[Required work]:
Pick out each line of the rows below that contains the word "dark", and copy those lines in full.

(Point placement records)
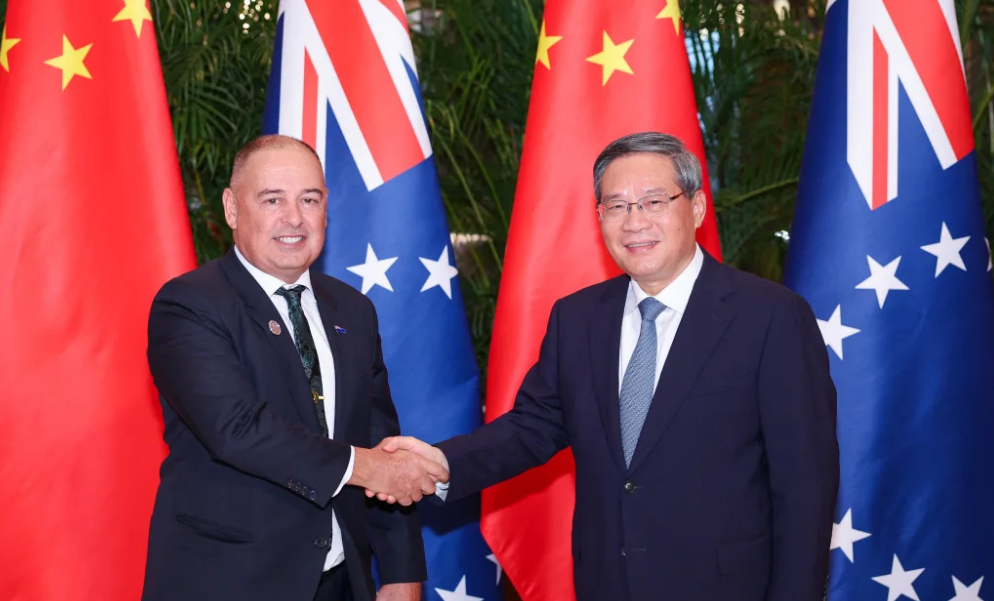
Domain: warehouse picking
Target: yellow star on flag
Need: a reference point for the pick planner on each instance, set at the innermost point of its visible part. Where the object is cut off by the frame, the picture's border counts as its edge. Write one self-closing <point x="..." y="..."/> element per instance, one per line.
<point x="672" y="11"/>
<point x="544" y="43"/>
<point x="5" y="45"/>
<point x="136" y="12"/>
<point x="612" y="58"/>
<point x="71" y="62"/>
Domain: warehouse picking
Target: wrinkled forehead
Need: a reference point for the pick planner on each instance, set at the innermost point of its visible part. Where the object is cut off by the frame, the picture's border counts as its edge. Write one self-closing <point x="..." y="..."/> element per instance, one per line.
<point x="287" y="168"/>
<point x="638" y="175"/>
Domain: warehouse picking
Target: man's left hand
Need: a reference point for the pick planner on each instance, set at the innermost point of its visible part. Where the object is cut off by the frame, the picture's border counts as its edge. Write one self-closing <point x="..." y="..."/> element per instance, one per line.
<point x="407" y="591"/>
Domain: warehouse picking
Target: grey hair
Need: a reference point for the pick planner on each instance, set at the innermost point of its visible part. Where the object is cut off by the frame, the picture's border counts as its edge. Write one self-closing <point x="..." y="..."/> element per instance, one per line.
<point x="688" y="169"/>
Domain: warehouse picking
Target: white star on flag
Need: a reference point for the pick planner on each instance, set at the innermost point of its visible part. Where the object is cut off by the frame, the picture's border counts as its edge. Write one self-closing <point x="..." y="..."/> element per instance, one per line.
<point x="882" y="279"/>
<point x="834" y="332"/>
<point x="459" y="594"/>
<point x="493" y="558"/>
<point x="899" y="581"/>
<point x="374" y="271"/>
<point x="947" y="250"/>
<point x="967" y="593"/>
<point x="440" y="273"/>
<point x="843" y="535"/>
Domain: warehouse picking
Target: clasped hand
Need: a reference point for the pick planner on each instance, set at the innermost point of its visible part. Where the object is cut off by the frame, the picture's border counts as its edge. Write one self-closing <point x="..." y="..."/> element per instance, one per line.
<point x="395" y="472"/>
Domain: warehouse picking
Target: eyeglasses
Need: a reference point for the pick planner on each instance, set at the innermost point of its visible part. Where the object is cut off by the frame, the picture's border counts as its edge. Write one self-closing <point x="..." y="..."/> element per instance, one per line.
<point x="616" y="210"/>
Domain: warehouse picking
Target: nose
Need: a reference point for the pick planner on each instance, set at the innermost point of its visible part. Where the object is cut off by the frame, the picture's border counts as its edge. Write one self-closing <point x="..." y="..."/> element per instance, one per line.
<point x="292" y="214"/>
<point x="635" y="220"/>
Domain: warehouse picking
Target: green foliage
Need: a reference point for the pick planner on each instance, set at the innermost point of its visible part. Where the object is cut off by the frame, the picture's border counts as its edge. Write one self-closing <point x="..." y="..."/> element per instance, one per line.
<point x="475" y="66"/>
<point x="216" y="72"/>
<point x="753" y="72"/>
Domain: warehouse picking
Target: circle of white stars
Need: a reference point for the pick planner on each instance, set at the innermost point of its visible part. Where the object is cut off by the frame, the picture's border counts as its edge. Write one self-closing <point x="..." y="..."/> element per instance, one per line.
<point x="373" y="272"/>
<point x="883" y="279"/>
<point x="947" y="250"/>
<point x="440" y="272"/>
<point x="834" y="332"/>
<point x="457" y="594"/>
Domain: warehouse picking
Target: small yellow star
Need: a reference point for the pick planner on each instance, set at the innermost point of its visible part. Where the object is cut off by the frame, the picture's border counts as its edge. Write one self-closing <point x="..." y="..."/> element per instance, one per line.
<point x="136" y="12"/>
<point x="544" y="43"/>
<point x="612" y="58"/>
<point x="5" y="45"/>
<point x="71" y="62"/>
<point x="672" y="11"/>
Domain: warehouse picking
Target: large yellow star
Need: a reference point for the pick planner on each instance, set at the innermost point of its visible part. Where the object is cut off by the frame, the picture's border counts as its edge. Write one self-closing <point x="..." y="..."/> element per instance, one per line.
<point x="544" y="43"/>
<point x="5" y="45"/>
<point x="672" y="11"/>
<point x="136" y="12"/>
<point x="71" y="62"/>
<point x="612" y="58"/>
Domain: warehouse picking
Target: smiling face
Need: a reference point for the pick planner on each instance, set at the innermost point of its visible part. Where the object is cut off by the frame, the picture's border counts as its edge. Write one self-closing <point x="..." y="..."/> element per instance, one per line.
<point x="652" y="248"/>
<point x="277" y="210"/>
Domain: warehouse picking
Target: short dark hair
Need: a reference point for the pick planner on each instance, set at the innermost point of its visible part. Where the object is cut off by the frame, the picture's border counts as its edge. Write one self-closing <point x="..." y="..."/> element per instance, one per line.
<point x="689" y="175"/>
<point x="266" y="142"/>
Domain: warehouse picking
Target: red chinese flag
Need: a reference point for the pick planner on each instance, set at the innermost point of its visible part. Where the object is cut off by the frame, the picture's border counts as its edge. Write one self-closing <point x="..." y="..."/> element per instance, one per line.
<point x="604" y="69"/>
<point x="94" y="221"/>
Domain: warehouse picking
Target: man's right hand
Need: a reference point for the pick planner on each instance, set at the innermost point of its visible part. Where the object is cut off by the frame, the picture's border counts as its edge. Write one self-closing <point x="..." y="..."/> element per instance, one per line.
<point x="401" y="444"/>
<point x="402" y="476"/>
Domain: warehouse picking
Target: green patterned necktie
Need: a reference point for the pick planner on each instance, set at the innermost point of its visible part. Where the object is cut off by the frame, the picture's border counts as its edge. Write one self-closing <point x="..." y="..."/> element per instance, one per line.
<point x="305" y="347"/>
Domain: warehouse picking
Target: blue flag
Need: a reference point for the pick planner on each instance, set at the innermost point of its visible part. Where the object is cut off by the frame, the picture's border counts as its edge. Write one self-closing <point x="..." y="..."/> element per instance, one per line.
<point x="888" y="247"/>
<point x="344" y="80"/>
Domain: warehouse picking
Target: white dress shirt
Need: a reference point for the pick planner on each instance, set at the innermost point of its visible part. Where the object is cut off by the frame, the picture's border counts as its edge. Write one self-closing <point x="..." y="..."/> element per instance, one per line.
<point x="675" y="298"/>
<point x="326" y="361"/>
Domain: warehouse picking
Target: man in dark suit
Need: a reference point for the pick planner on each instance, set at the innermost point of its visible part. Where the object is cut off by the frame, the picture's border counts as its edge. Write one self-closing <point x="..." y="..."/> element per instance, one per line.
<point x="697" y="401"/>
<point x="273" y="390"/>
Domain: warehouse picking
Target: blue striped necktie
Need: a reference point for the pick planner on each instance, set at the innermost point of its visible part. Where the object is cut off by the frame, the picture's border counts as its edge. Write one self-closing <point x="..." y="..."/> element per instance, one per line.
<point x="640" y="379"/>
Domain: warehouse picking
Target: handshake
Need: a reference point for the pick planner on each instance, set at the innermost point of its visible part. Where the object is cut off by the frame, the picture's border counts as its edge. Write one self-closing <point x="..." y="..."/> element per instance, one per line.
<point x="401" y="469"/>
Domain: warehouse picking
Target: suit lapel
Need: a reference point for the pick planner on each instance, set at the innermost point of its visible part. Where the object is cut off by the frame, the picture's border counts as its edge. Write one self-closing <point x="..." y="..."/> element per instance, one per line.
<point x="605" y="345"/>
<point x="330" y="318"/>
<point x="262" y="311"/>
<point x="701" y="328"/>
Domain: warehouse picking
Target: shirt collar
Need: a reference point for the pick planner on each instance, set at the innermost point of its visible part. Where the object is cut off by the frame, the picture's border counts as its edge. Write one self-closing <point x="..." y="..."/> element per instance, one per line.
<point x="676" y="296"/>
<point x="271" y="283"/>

* * *

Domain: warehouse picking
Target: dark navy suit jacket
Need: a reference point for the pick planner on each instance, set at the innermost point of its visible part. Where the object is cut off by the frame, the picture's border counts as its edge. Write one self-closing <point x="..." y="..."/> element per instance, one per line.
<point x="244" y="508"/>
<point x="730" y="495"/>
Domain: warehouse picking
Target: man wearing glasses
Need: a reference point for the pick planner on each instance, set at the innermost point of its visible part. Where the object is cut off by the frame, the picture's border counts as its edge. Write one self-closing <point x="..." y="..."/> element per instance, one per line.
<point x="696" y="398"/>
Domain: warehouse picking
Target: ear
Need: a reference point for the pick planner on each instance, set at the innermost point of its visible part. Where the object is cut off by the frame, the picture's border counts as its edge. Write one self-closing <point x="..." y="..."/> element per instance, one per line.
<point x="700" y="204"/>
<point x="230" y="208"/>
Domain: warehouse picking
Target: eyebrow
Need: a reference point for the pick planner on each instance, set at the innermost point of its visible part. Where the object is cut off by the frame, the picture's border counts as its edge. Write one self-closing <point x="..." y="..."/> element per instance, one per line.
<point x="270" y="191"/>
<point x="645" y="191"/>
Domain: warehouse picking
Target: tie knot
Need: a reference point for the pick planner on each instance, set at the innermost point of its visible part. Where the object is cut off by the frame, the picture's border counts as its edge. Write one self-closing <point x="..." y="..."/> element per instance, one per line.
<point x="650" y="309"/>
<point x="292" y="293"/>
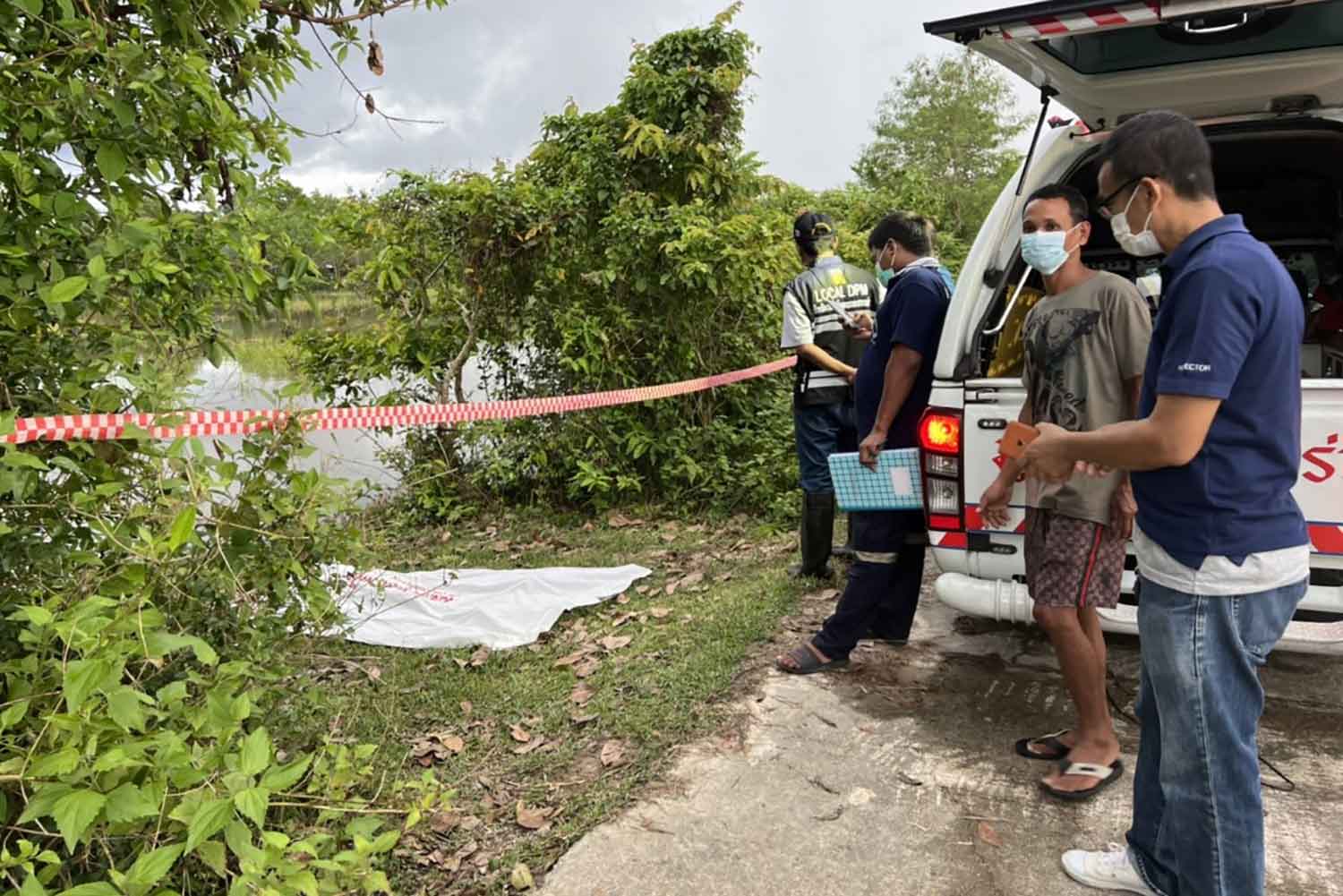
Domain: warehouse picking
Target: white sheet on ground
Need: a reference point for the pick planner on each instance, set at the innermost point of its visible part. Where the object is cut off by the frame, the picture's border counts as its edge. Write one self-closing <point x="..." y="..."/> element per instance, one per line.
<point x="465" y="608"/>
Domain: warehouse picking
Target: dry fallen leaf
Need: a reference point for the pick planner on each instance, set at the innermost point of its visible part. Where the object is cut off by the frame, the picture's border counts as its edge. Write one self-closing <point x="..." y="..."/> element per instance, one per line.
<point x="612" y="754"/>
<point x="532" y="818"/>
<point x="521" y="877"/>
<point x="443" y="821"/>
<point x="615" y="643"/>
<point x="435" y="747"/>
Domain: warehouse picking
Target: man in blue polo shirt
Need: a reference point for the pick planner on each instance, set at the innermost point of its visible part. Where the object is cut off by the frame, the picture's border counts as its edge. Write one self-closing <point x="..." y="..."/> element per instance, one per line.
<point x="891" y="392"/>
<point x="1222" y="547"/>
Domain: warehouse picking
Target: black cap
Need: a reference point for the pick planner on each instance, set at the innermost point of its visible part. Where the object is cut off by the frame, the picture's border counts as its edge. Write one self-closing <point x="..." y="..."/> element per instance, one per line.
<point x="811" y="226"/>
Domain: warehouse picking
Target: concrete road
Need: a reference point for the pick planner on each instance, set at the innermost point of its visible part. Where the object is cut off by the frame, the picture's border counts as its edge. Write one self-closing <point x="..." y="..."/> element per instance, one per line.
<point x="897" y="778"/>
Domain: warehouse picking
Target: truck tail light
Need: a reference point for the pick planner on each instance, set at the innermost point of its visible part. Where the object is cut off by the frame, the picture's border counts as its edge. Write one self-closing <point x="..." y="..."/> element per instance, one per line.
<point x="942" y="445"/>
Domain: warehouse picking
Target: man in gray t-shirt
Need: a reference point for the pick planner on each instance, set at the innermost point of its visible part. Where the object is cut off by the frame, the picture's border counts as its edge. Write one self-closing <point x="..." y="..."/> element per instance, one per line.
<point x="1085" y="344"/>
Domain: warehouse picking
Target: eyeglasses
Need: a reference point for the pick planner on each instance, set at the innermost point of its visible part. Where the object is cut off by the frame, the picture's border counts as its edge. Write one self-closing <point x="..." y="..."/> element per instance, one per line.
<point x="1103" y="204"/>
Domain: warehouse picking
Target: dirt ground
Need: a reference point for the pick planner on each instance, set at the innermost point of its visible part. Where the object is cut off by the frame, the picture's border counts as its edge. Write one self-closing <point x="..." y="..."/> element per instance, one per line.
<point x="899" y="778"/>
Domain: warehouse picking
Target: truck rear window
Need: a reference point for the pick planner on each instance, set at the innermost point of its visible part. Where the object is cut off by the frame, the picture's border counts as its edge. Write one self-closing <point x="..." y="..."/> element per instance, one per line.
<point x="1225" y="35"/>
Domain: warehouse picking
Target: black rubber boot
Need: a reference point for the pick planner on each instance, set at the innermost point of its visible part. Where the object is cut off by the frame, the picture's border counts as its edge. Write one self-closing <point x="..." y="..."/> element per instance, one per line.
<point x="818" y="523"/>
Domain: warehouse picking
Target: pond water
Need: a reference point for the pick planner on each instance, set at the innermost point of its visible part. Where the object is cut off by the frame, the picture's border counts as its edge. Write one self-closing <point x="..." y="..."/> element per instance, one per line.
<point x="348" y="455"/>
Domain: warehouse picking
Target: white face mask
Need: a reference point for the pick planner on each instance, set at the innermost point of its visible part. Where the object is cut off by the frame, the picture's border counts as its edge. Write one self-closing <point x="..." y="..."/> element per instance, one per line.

[In response]:
Target: short dark hair
Target: man in dark suit
Target: dark navy suit jacket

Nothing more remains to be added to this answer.